* Begin Article *
We've borrowed from Perl "=~" and "!~", the pattern match operators. These attempt to match the value yielded by the expression of the left with the pattern on the right. "=~" says whether the match succeeded, whereas "!~" says whether it failed. Only if a "=~" match succeeds are the resulting variable bindings availble in the succeeding scope. Otherwise, the names are still defined (since this is a static property), but they are bound to broken references (as slots), which will throw an exception under normal variable use.

Partial Ordering (non associative)

Grammar

Meaning

Expansion

expr  "<"  expr
expr  "<=" expr
expr  ">=" expr
expr  ">"  expr
expr "<=>" expr

less than
less or equal
greater or equal
greater than
as big as

l.compareTo(r).belowZero()
l.compareTo(r).atMostZero()
l.compareTo(r).atLeastZero()
l.compareTo(r).aboveZero()
l.compareTo(r).isZero()

The four ordering operators all expand into "compareTo", followed by testing the result. "compareTo" is supposed to implement a partial ordering by responding with

a negative number if l is less than r.
zero if l is the same magnitude as r (equal to it in the ordering).
a positive number if l is greater than r.
NaN if l and r are incomparable.

Since a NaN is neither belowZero, atMostZero, atLeastZero, aboveZero, nor isZero, if l and r are incomparable, then all five comparisons will yield false. Otherwise, they will do as expected. The built in E types for which an ordering is defined are:

integers are fully ordered as you'd expect.
float64s are fully ordered as you'd expect, except NaN, which is incomparable to everything else. To comply with the IEEE spec, NaN is also incomparable with itself (causing compareTo to not be reflexive).
ConstLists compare lexicographically, meaning they are compared pairwise, and their ordering is according to their first unequal pair. Strings are a kind of ConstList, and this rule yields "alphabetical ordering" of Strings ordered by the unicode encoding of their characters.
ConstMaps test whether the keys (domain) of one is a subset of the keys (domain) of the other. If "a <= b", than "a"'s domain is a subset of "b"'s domain. If neither is a subset of the other, they are incomparable.
Regions test whether one is enclosed by the other, ie, whether the positions in one are a subset of the positions of the other.
Similarly, Types test whether one Type is a subtype of the other. That is, if "a <= b" then all objects which are members of the "a" type are also members of the "b" type.

There is an important difference between, for example, the seemingly identical tests "a <= b" and "b >= a". Although these both ask the same question, the first test asks "a"'s opinion while the second asks "b"'s opinion. Depending on your trust relationship to "a" and "b", you may care who you ask for an answer.
* End Article *
* Begin Dataset content *
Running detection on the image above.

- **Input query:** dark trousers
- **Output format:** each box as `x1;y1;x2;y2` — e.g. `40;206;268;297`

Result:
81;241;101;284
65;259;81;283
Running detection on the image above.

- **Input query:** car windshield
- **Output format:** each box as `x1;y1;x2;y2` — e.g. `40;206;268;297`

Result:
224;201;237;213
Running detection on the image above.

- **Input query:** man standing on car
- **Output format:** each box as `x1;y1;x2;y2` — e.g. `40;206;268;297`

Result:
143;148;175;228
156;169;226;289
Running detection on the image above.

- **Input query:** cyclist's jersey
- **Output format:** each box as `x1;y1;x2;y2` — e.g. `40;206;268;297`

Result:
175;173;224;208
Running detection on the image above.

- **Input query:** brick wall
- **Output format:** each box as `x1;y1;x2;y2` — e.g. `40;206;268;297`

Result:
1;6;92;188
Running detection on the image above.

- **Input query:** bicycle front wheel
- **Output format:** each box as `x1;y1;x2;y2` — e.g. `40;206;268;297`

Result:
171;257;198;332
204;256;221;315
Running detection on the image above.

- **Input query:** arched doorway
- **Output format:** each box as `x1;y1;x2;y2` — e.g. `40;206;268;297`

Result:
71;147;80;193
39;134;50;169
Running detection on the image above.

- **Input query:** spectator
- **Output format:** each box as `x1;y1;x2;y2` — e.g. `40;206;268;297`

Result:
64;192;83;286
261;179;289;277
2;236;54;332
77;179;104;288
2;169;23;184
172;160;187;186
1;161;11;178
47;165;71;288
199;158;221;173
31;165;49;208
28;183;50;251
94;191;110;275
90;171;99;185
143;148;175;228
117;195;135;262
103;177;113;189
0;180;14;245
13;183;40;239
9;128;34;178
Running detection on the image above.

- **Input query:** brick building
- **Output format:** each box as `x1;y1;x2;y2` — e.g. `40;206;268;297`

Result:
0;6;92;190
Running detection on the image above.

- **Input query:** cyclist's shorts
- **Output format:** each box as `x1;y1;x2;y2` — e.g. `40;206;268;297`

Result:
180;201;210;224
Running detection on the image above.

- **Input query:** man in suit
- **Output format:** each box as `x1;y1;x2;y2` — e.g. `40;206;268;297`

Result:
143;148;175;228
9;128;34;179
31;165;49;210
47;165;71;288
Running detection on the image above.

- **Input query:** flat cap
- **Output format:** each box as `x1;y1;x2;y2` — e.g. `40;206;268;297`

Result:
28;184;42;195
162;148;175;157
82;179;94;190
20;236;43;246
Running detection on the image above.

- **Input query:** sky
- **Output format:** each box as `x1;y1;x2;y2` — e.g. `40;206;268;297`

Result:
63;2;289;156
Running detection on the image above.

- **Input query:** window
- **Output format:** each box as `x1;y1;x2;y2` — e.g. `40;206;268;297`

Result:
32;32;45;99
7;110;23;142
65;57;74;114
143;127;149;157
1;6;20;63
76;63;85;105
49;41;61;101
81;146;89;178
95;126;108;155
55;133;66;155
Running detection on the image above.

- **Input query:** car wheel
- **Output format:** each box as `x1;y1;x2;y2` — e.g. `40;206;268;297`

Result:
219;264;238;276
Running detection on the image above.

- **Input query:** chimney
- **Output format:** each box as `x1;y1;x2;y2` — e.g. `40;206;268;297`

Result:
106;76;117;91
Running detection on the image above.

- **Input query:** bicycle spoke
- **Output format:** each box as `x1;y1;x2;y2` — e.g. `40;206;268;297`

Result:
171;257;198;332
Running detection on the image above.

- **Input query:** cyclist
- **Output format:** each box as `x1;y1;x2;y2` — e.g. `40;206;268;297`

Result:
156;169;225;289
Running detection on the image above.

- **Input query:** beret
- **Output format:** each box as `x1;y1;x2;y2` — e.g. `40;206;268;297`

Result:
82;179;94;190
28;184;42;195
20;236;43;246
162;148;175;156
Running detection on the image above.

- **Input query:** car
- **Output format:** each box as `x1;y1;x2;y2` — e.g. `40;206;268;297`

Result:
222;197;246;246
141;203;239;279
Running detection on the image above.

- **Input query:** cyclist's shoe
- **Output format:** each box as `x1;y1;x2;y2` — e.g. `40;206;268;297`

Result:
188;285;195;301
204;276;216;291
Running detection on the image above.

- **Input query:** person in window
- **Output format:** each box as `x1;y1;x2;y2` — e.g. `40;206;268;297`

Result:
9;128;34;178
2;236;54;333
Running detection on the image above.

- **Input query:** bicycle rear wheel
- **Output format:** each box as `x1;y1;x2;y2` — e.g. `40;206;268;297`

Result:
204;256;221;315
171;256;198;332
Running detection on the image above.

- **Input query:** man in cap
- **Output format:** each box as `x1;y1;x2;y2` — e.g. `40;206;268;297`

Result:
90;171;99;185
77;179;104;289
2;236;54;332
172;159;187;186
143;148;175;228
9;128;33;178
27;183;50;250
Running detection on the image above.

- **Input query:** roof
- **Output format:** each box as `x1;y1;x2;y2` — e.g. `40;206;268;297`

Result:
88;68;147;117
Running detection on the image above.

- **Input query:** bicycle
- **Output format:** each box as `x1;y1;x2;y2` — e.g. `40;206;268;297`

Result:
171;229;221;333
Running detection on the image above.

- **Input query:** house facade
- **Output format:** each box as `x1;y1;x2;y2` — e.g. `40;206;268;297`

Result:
* End Dataset content *
◆ Given request 1:
In the article on comparison operators, what should compareTo return when l and r are incomparable?
◆ Given request 2:
Continue the article on comparison operators, starting after its final sentence.
The material has no connection to the article on comparison operators.

◆ Output 1:
NaN

◆ Output 2:
The traditional language specification would state "a's behavior and b's behavior must agree" (see for example the specification of "equals" in Java). However, when code is integrated from multiple sources, such specifications are incoherent. If "a" and "b" don't agree, who's at fault? In Java, once someone adds the following code to a system,

/**
 * A "more equal" class of objects
 */
public class OrwellPig {
    public boolean equals(Object other) {
        return true;
    }
    public int hashCode() {
        return 0;
    }
}

it is equally valid, from the Java spec, to say OrwellPig is buggy as it is to say OrwellPig is correct and the equals/hashCode behavior of all other classes is buggy. In a programming model intended to support the interaction of mutually suspicious code (which Java claims to be), such diffusion of responsibility is unacceptable.

Interval (non associative)

Grammar	Meaning	Expansion
expr ".." expr expr "..!" expr	inclusive-inclusive inclusive-exclusive	__makeOrderedSpace.op__thru(l, r) __makeOrderedSpace.op__till(l, r)

An interval expression is used to form a region that represents all the positions between two boundaries. 1..3 means all the integers from 1 inclusive to 3 inclusive. 1..!3 means all the integers from 1 inclusive to 3 exclusive, ie, "from 1 to3, but not 3", and so is equivalent to 1..2. Even though they are equivalent, the "..!" form is preferred, as E encourages thinking in terms of open-closed, or inclusive-exclusive intervals.

Currently such intervals are only supported for integers, float64s, and chars.

Shift (left associative)

Grammar	Meaning	Expansion
expr "<<" expr expr ">>" expr	left shift right shift	l.shiftLeft(r) l.shiftLeft(-r)

Among E's built in data types, this is only defined on integers, and has the traditional meaning but with no precision limit.

Additive (left associative)

Grammar	Meaning	Expansion
expr "+" expr expr "-" expr	addition, concatenation subtraction, difference	l.add(r) l.subtract(r)

On integers, float64s, and char/integer pairs, this has the traditional meaning.

On ELists, and therefore on Strings, "+" appends two lists to get another. This is a generalization of Java's use of "+" on Strings.

On EMaps, and therefore on sets, "-" takes the set difference of the domain, with the left-hand operand providing the range. In other words, "a - b" is that subset of "a" whose keys are not keys of "b"

Multiplicative (left associative)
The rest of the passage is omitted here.